**Activity:**
Print each record that follows exactly, leaving the pictures behind.

**Stored data:**
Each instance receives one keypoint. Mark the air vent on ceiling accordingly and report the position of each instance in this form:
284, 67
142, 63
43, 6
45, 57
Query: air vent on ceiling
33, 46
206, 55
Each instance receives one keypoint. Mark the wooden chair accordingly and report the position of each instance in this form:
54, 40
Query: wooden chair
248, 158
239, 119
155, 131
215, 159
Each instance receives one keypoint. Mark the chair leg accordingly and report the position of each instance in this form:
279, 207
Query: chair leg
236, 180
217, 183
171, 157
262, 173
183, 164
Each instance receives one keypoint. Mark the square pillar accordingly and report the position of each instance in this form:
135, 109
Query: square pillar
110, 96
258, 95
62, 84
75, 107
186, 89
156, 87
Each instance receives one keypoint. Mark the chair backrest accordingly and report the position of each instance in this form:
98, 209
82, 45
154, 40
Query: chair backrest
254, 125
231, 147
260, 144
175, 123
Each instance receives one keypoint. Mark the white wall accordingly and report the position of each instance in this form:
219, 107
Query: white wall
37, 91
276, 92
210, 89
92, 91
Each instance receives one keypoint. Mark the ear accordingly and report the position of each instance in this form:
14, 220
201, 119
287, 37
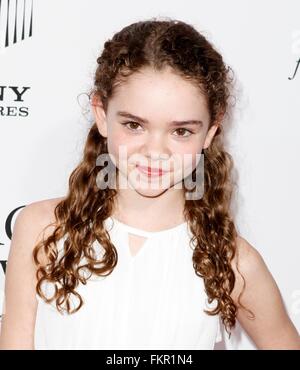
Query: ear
210, 134
99, 114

**Answer section:**
Each instance receives one keypoint. Mark the air vent on ceiling accordingly and report the position of each instance in this form:
284, 67
142, 63
43, 6
45, 57
Query: air vent on ceiling
33, 46
206, 55
Each instance receives one keypoint. Mark the wooden chair accordingly and report the position of each instance in this form:
54, 40
Query: wooden chair
248, 158
239, 119
155, 131
215, 159
Each instance receives one keypoint. Mark the chair leg accordingly and report the position of each instance in this form:
279, 207
Query: chair leg
236, 180
217, 183
171, 157
262, 173
183, 164
Each instance receives one keypoint. Mark the square pillar accordingly and report the position of each instance in this form:
135, 109
Query: square pillar
110, 96
258, 95
62, 84
75, 107
186, 89
156, 87
Each instance receives one keypoint. Mark the chair backrest accordingly and report the position of each instance in this form:
98, 209
82, 45
154, 40
Query: chair backrest
254, 125
231, 147
260, 144
175, 123
Each instance receives one keypoint. Mark the white wall accordingly and report the position of each instance in this form:
219, 107
Query: white wall
37, 91
276, 92
210, 89
92, 91
Each instance receives one keypoint. Mark the ear accordingly and report the position of each instance in this form:
14, 220
201, 119
287, 37
Query: ear
210, 134
99, 114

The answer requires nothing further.